Your tasks.
[A] In the article on jumping copepods, what top speed did the copepods reach in midair?
[B] Pick up the article on jumping copepods after its last sentence and write the paragraph that follows.

*** Excerpt to read Section Begins ***

Thursday, 22 March 2012

Holy Flying Plankton!

Plankton bring the flea circus to the ocean. Like flying trapeze artists or tumbling acrobats, these tiniest of marine animals can really soar above the water's surface. Researchers have caught two species of miniscule crustaceans, called copepods, performing never-before-seen feats of athleticism: To avoid predators, they leap out of the water, completing arcs in the air about 40 times their own length.
Study co-author Brad Gemmell, a marine biologist at the University of Texas, Austin, owes the discovery to his daily routine. On most days after lunch, he takes a short stroll along the university's marina, which sits on the Gulf of Mexico in Port Aransas. On one such walk, he noticed an unusual pattern on the water: "It looked like rain drops hitting the surface," he says. "I thought, 'That's kind of strange.' "
Gemmell ran back to his lab, grabbed a beaker, and scooped up some of the marina water. What he found were lots of copepods—crustaceans smaller than most ants that look like tiny lobsters. He placed the creatures into a tank shared by plankton-eating fish, then watched as some of the copepods literally jumped to safety, landing back down with tiny splashes. Gemmell was amazed. That's not a behavior scientists had ever described before.

sn-plankton.jpg
Three, two, one ... blast off! By beating all of their 10 legs once, copepods belonging to the species Labidocera aestiva (top) and Anomalocera ornata (photo on left, bottom) are able to overcome the drag from their environment and breach the water's surface.
Credit: (copepod, left) Brad Gemmell; (diagram, right) B. J. Gemmell et al., Proc.R. Soc. B (2012)
So he and his colleagues returned to the marina, this time armed with video cameras. There, they identified two species of jumping crustaceans: Anomalocera ornata—the copepods he had collected on his lunch break—and another related species, Labidocera aestiva. Both are considered big for copepods, reaching a few millimeters in length. The team recorded 89 A. ornata individuals springing for cover as small and predatory fish neared. The animals practically flew, hitting speeds of about 0.66 meters per second in midair and landing up to 17 centimeters away, the group reports online today in the Proceedings of the Royal Society B.

*** Excerpt to read Section Ends ***
*** Data to examine Section Begins ***

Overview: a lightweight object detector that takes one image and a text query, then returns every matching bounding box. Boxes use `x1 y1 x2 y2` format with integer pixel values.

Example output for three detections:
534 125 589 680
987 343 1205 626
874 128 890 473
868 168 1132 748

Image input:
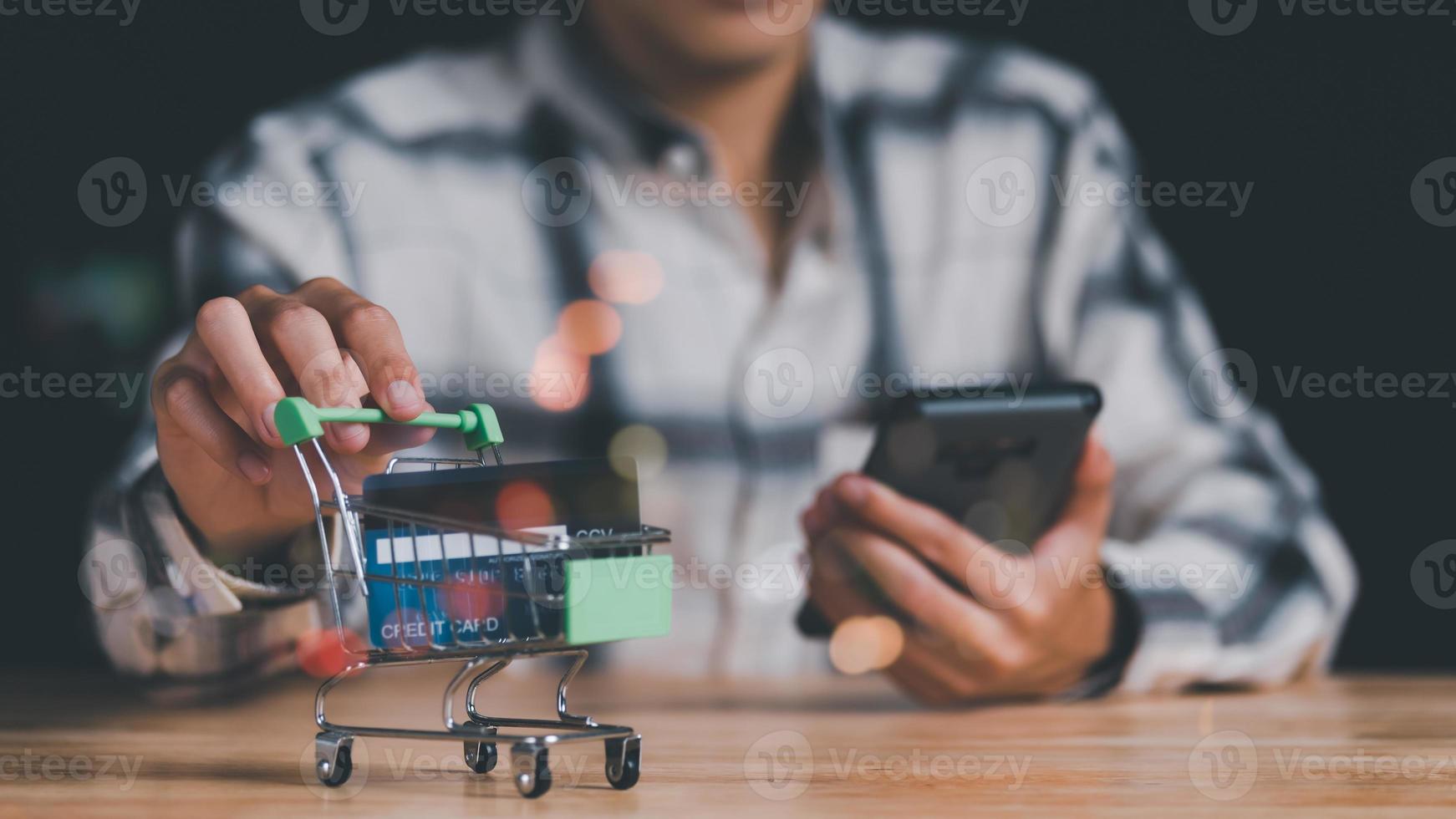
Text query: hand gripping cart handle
273 399 671 799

*** Data to examine Section Ends ***

Responses in order.
[A] About 0.66 meters per second.

[B]
Next, the team collected dozens of L. aestiva copepods and recorded their underwater takeoffs using high-speed video in the lab. Amazingly, the crustaceans launched themselves using just a single swimming stroke in which they kicked each of their five pairs of spindly legs in rapid succession. Just escaping from the water cost the animals up to 88% of their initial energy. But thanks to the low density of air, once the copepods breached, they soared. "They actually travel many times farther through the air than they could with the same jump through the water," Gemmell says. They spun furiously, somersaulting at rates up to 7500 revolutions per minute.
In comparison, other leaping aquatic animals, such as flying fish, lose much less energy in breaching but, due to their greater mass, can't fly nearly as far on their own momentum. Gemmell suspects that A. ornata and L. aestiva both evolved their acrobatic displays largely because they're relatively big, making them easy for fish to spot. Their tumbles likely take them well out of a close predator's line of sight; in the marina, only one of the 89 jumping crustaceans wound up getting eaten on camera.
The study shows just how active some plankton can be, says Jeannette Yen, a biological oceanographer who investigates copepod behavior at the Georgia Institute of Technology in Atlanta. For years, many scientists had assumed that these creatures were only "passive drifters," she says. But that's not the case. Although copepods are pushed and pulled by the currents, she says, "within that realm, they perform amazing behaviors."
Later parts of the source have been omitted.